Source information =>
##############################
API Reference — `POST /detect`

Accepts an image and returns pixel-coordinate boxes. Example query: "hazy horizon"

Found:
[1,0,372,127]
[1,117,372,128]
##############################
How to complete this task => Verbatim and in full, return the listing above.

Result of this exercise =>
API Reference — `POST /detect`

Accepts an image and returns pixel-coordinate boxes. Example query: "hazy horizon"

Found:
[1,0,372,127]
[1,117,372,128]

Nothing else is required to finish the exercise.